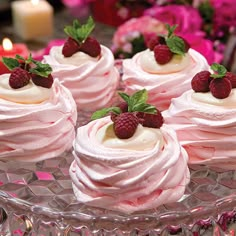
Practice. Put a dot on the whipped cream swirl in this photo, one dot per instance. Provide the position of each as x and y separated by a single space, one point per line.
92 81
121 175
206 127
35 130
163 82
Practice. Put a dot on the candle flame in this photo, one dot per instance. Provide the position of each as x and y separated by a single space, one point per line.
7 44
35 2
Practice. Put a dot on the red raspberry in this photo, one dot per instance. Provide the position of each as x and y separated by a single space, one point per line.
220 87
124 108
91 47
70 47
19 78
125 125
155 40
201 81
45 82
162 54
232 78
186 44
151 120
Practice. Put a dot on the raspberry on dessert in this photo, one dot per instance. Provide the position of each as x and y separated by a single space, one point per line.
186 44
232 78
125 125
19 78
70 47
220 87
91 47
45 82
124 108
201 81
162 54
155 40
150 120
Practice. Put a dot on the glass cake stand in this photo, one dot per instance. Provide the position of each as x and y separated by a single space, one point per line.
37 199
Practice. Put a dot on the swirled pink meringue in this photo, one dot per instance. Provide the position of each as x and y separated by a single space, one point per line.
206 127
92 81
162 87
36 131
125 179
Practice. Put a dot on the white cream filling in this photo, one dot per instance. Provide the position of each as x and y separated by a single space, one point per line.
143 139
28 94
76 59
177 63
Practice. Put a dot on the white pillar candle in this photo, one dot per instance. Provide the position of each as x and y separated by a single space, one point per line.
32 18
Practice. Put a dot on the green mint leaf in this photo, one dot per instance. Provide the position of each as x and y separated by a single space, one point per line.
220 69
19 57
103 112
29 59
80 32
41 69
71 32
144 107
10 63
138 97
76 24
176 45
170 30
85 30
124 96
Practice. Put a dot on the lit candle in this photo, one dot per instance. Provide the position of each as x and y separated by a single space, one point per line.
7 49
32 18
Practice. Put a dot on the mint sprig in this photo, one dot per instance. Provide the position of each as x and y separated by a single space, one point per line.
219 70
80 32
175 43
136 103
36 67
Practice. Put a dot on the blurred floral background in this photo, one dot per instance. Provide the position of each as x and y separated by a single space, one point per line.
206 24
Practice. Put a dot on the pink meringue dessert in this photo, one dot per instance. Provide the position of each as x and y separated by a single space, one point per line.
85 67
165 69
37 114
129 161
204 118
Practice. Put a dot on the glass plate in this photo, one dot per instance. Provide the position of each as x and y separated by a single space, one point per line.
37 199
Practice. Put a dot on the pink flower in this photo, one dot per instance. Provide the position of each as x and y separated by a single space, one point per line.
203 46
135 27
74 3
187 18
224 17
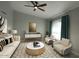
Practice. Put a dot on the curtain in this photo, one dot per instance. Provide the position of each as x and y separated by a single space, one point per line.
65 27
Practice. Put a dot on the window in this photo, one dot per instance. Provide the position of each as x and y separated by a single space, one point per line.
56 29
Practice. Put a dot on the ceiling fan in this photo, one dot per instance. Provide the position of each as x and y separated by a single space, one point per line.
36 5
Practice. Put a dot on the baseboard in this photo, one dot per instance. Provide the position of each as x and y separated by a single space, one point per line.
76 53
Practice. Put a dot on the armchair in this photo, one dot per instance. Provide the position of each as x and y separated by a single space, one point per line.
62 46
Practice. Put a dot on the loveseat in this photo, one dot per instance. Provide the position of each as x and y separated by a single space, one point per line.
9 49
62 46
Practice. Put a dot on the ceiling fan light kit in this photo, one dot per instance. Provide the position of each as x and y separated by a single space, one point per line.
36 5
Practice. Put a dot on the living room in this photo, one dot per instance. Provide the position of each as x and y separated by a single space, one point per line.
27 26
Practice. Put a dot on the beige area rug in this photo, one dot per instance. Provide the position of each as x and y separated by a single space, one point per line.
49 52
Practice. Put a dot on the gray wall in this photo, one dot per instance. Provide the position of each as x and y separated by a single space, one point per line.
74 30
5 6
21 23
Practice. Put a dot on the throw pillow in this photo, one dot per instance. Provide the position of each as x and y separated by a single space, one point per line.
11 40
1 46
6 40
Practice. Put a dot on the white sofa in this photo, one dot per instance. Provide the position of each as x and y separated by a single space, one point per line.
9 49
62 46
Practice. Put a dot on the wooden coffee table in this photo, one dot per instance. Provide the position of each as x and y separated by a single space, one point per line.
31 50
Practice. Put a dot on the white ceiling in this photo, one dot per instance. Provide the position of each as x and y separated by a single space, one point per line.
53 8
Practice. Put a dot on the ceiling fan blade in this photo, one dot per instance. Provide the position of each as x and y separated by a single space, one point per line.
41 9
36 2
33 3
42 5
34 9
28 6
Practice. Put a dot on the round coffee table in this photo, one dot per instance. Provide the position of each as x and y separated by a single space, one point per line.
31 50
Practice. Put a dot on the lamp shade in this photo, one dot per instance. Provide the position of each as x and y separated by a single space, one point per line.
14 31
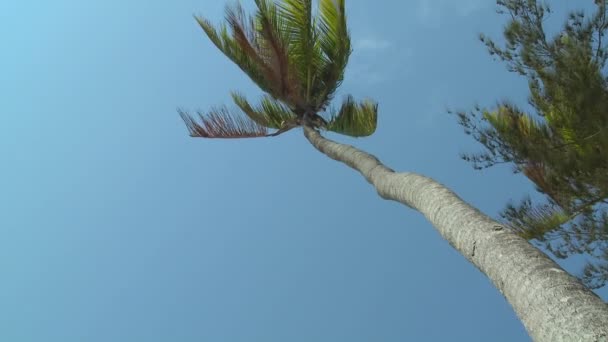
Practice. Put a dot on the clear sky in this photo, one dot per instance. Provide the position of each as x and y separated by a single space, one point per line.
116 226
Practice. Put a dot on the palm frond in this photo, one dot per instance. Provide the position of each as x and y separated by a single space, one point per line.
221 123
534 222
355 119
270 113
239 45
334 42
273 43
300 30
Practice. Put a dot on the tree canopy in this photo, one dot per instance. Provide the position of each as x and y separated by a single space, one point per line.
297 59
561 144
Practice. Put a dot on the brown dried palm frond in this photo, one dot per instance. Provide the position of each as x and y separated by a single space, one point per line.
221 123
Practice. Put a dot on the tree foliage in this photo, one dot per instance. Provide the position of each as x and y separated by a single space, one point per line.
561 144
297 59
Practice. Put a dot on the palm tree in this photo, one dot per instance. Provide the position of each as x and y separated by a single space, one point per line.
299 61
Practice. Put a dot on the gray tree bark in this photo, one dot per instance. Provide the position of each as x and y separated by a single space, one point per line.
552 305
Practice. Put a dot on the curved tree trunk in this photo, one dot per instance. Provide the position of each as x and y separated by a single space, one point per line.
552 305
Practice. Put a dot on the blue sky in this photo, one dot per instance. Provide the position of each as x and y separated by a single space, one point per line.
116 226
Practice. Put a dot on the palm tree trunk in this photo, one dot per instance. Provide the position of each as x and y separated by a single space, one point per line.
552 305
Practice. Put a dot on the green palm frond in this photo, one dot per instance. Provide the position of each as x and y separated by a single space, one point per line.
334 42
270 113
303 51
221 123
355 119
297 59
273 41
534 222
240 45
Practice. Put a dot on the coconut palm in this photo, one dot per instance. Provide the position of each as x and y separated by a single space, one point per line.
299 61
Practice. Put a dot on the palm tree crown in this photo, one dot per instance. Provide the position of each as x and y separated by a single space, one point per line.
297 59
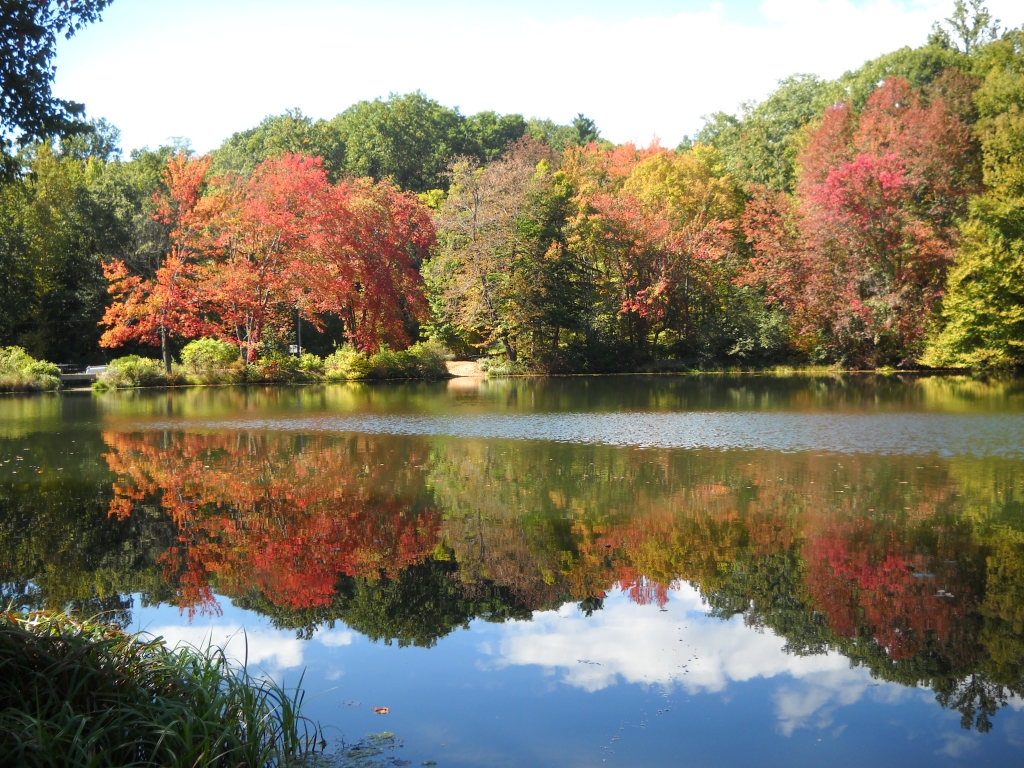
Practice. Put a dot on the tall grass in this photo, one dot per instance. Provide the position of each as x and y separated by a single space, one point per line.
83 694
132 371
19 372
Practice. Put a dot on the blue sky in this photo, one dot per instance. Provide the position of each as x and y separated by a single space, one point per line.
163 69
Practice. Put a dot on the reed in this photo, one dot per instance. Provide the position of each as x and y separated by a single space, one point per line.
83 693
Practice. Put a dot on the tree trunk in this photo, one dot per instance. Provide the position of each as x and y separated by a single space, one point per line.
165 349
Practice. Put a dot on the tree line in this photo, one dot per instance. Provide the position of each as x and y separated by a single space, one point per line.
868 221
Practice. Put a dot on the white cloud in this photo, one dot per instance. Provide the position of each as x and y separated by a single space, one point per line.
335 638
683 648
161 69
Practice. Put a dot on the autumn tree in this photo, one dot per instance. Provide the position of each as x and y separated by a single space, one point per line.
982 322
871 227
154 309
483 242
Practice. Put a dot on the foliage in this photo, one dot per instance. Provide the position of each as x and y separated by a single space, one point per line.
210 361
249 253
982 324
73 691
132 371
422 360
22 372
871 224
29 36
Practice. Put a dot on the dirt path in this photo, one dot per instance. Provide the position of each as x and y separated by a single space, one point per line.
465 369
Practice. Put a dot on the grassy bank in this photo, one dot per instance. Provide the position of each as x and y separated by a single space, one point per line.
212 361
19 372
83 693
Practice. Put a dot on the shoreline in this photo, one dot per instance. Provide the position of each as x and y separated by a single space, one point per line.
464 374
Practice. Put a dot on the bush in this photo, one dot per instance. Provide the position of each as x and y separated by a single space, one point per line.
346 364
422 360
84 693
285 369
211 361
495 367
132 372
20 372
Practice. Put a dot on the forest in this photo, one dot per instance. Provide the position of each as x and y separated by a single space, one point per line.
876 220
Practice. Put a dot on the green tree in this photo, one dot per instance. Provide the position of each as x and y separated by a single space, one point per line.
292 132
29 32
969 28
408 138
983 309
491 133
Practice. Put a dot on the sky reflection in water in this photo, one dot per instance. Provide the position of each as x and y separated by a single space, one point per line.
844 583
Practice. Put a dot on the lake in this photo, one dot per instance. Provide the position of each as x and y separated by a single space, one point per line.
635 570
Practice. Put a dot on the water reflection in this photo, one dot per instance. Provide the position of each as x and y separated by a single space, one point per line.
850 576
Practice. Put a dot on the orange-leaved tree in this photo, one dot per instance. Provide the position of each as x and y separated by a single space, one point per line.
151 309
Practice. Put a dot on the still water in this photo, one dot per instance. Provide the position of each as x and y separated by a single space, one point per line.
622 570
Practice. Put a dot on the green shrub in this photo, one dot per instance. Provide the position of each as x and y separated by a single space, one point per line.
431 357
211 361
132 371
346 364
423 360
84 693
20 372
311 364
495 367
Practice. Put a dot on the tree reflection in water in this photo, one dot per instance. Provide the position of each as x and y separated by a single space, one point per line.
912 568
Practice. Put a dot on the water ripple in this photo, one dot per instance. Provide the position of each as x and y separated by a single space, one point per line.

__YOUR GOAL__:
Write out again only the lines from the one with "Practice. Put a dot on the orange-leaved" through the last line of the records above. Keep every word as it stands.

__EXERCISE RESULT__:
Practice. Put a dot on the orange-leaved tree in this photo, one dot per instance. Provide the position of each as x and y separated by a single space, one point per line.
151 309
Practice. Put a dot on the still water in this photo, one dot per instance. Provide the position of each as x and y separated by a single space, one point per line.
622 570
Practice. Put a dot on the green shrub in this photo, one dot per instance. Provide the position of each as x and y separated by a single space, one point per line.
431 357
211 361
132 371
346 364
423 360
84 693
20 372
311 364
495 367
Practice. Put a dot on the tree reflection in water in this photo, one dot per instance. Provide the position of each as x and y separated by a single space, one point per line.
912 568
Practice. Put a dot on the water ripple in this photo, one dot per instance. Provide the position of each as x and y separated by a single space, one point per line.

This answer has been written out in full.